▼

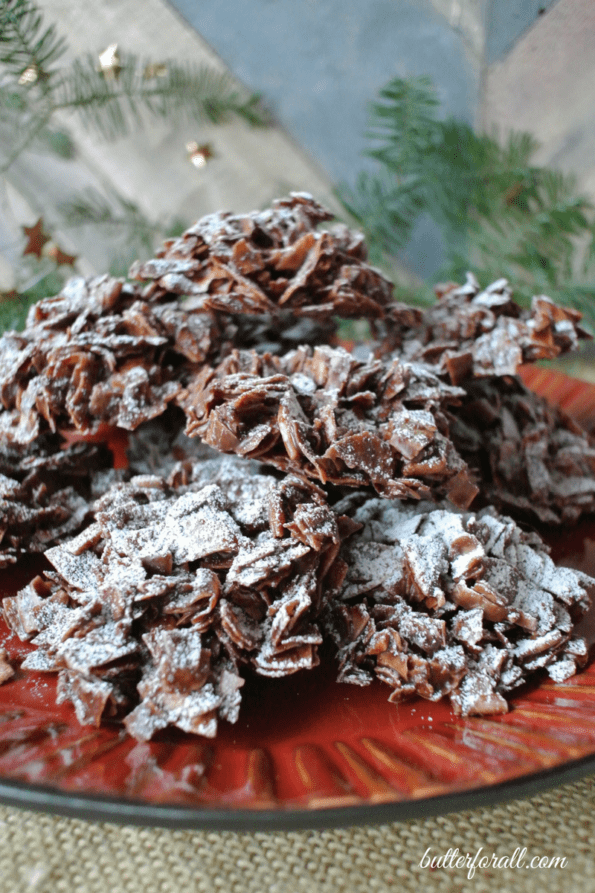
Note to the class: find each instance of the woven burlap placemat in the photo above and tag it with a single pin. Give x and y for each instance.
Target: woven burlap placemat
(49, 854)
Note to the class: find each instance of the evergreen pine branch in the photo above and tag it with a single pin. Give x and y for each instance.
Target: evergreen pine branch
(498, 212)
(115, 214)
(386, 210)
(113, 106)
(25, 42)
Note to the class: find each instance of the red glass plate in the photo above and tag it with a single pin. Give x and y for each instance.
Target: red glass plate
(307, 751)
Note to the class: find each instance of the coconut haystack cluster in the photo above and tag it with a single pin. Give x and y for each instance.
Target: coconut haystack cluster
(281, 492)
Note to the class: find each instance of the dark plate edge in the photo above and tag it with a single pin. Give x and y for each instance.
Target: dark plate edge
(97, 808)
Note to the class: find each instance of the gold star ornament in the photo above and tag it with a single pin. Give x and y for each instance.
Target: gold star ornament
(36, 238)
(199, 155)
(110, 64)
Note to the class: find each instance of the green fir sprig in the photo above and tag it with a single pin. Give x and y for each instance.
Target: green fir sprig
(499, 213)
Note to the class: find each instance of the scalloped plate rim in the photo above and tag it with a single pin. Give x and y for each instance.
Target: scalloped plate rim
(122, 810)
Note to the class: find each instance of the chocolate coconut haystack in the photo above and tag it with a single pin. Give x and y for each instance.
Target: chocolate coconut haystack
(173, 588)
(189, 569)
(473, 332)
(441, 603)
(326, 415)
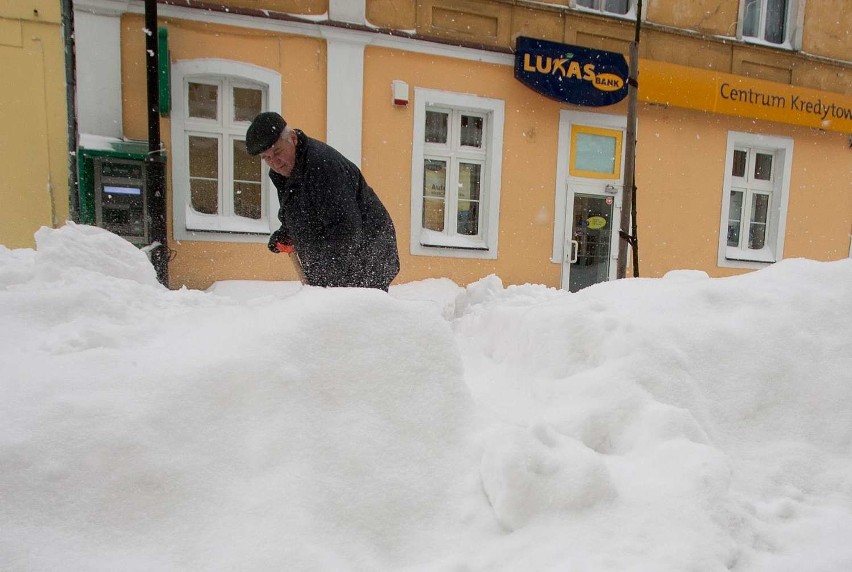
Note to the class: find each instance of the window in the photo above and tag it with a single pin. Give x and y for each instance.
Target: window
(767, 21)
(220, 191)
(619, 7)
(456, 174)
(754, 205)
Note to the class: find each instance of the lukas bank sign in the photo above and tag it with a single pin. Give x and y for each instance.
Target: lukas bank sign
(573, 74)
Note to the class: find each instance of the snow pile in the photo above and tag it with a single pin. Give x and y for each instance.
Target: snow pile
(684, 423)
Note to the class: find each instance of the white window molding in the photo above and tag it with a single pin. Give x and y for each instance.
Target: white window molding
(617, 8)
(225, 225)
(484, 160)
(754, 205)
(761, 22)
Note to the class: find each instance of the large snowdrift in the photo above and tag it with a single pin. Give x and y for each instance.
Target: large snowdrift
(664, 425)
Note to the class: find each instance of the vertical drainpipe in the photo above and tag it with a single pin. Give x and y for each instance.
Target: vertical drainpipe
(155, 163)
(628, 206)
(71, 107)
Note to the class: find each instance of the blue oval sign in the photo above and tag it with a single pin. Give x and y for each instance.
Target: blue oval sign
(573, 74)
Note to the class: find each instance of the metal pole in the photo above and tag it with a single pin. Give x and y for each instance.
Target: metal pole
(628, 205)
(71, 106)
(155, 163)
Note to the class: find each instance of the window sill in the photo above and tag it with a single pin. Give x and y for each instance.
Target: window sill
(755, 259)
(436, 244)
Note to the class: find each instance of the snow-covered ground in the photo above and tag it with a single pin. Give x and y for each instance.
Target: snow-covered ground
(660, 425)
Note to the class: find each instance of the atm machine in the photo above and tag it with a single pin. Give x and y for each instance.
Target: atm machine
(121, 198)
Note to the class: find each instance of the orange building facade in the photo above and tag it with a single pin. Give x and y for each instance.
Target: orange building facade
(742, 149)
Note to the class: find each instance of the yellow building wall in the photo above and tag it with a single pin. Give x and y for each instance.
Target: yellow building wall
(34, 161)
(680, 158)
(529, 163)
(301, 63)
(679, 196)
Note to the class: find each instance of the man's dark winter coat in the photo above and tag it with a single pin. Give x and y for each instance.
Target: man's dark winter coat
(341, 231)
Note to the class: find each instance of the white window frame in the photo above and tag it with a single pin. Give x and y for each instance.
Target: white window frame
(431, 243)
(793, 25)
(189, 224)
(600, 8)
(781, 148)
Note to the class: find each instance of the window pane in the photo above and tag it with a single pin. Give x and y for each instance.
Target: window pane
(434, 178)
(617, 6)
(468, 203)
(468, 223)
(763, 167)
(776, 16)
(471, 135)
(757, 224)
(735, 214)
(469, 181)
(433, 215)
(247, 202)
(751, 18)
(203, 157)
(436, 127)
(247, 189)
(204, 174)
(434, 194)
(204, 195)
(247, 103)
(740, 158)
(595, 153)
(203, 100)
(246, 167)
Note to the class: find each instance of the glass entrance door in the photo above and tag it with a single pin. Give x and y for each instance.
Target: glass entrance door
(591, 241)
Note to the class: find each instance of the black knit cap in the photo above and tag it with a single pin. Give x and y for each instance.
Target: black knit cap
(264, 131)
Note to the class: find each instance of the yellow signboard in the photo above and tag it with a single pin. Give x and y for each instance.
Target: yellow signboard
(729, 94)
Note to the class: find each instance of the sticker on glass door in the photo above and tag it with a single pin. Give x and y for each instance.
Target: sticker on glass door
(590, 243)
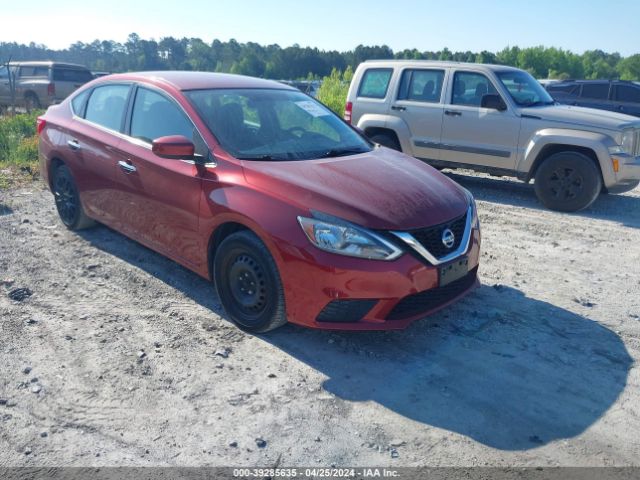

▲

Copy out nothing but the lines from the beginning of the records through the one that contains "Note to the class: find each instance of the green". Skip the pictures.

## Solved problem
Note to the class: find each instance of the woven burlap placemat in the photo above and tag it with a single pin. Give x and y for each instance.
Target: woven burlap placemat
(49, 854)
Note to the class: find each instance of the evergreen pine branch in the photo above and tag it with a single pin. Give x and y for each instance.
Target: evergreen pine branch
(498, 212)
(115, 214)
(386, 210)
(113, 106)
(25, 42)
Note to the class: find each instance of the red glass plate in the photo above and tag it with a single pin. Give x and y for each instance.
Target: red glass plate
(307, 751)
Note to the class: find each instance of the coconut haystack cluster in the photo above and tag it with a single pin. Give x and y for each instance.
Target: coconut haystack cluster
(281, 492)
Note to the class: find each instance of the dark plate edge in the photo above and tag it with a single pin. Give x and y for each instance.
Target: dark plate edge
(97, 808)
Note to the class: find each instance of the gold star ornament in the photo above and tag it with a single pin. Give x and y for each instance.
Target: gold star ornament
(36, 238)
(199, 155)
(110, 64)
Note to the class: find each instance of the green fir sprig in the photo above and tag it with a single pin. Give x and y for each instance.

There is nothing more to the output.